YOUR INSTRUCTIONS. Copy out everything from the row containing "meadow shown in this photo, matching this sample?" down to the row containing "point(504, 696)", both included, without changing a character.

SUPPLIED INFORMATION.
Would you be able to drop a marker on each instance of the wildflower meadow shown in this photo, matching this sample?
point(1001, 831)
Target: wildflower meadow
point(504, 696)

---

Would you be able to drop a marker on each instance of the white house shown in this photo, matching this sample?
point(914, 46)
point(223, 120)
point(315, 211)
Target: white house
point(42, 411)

FINISHED TASK.
Would you be able to drop a marker on each instance of the wildflower meadow shown in this photo, matching this sample?
point(1001, 831)
Target: wildflower meadow
point(504, 696)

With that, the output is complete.